> Records from a dataset:
>> Start

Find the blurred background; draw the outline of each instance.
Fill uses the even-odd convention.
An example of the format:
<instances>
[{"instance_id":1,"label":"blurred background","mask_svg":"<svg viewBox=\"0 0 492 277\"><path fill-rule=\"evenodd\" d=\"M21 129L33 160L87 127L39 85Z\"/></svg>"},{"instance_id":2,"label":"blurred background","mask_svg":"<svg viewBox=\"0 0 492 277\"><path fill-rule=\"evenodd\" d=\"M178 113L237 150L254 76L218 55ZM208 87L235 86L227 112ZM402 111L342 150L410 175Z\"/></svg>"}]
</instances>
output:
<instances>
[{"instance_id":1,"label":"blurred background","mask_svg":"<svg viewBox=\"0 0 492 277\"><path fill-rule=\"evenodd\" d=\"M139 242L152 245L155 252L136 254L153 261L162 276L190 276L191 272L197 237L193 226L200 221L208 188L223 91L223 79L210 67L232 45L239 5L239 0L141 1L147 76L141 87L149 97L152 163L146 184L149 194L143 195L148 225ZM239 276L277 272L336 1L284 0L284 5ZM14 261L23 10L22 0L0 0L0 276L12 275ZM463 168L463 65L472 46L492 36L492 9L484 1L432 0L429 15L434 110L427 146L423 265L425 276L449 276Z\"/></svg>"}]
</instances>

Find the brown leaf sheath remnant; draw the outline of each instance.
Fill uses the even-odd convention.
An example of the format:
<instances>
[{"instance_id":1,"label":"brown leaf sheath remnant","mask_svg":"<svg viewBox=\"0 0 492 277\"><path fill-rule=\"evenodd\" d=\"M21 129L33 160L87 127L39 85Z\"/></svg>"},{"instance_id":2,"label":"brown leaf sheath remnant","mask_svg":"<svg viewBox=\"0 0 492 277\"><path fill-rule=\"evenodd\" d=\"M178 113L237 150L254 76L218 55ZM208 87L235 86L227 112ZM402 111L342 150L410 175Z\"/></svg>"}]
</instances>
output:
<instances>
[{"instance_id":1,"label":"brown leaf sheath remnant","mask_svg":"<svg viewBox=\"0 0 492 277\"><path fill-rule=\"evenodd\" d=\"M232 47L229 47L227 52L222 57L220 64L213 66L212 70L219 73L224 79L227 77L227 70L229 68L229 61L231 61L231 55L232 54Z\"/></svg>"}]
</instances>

>> End

Convert every line of the data above into a numbered list, leaving out any blank lines.

1. Find the blurred background; draw the outline of each instance.
2. Fill uses the even-odd convention.
3. An example of the format:
4. <instances>
5. [{"instance_id":1,"label":"blurred background","mask_svg":"<svg viewBox=\"0 0 492 277\"><path fill-rule=\"evenodd\" d=\"M21 129L33 160L87 127L39 85Z\"/></svg>"},{"instance_id":2,"label":"blurred background","mask_svg":"<svg viewBox=\"0 0 492 277\"><path fill-rule=\"evenodd\" d=\"M178 113L237 150L254 76L218 55ZM208 87L235 86L227 112ZM402 111L342 150L410 175Z\"/></svg>"}]
6. </instances>
7. output:
8. <instances>
9. [{"instance_id":1,"label":"blurred background","mask_svg":"<svg viewBox=\"0 0 492 277\"><path fill-rule=\"evenodd\" d=\"M139 242L152 245L155 252L136 254L153 261L162 276L190 276L191 272L197 237L193 226L200 221L208 188L223 91L223 79L210 67L232 45L239 5L239 0L141 1L147 76L141 87L149 97L152 163L146 184L149 194L143 195L148 225ZM239 276L277 272L336 1L284 0L284 5ZM14 261L23 10L22 0L0 0L0 276L12 275ZM463 168L463 65L472 46L492 36L492 9L484 1L432 0L429 15L434 110L427 146L423 265L425 276L449 276Z\"/></svg>"}]
10. </instances>
11. Find the brown leaf sheath remnant; draw the outline of each instance.
12. Fill uses the even-odd convention.
13. An example of the format:
14. <instances>
15. [{"instance_id":1,"label":"brown leaf sheath remnant","mask_svg":"<svg viewBox=\"0 0 492 277\"><path fill-rule=\"evenodd\" d=\"M21 129L33 160L87 127L39 85Z\"/></svg>"},{"instance_id":2,"label":"brown leaf sheath remnant","mask_svg":"<svg viewBox=\"0 0 492 277\"><path fill-rule=\"evenodd\" d=\"M178 113L237 150L254 76L218 55ZM208 87L235 86L227 112ZM402 111L342 150L410 175Z\"/></svg>"}]
16. </instances>
17. output:
18. <instances>
19. [{"instance_id":1,"label":"brown leaf sheath remnant","mask_svg":"<svg viewBox=\"0 0 492 277\"><path fill-rule=\"evenodd\" d=\"M232 47L229 47L227 52L222 57L220 64L213 66L212 70L219 73L224 79L227 77L227 70L229 68L229 61L231 61L231 55L232 54Z\"/></svg>"}]
20. </instances>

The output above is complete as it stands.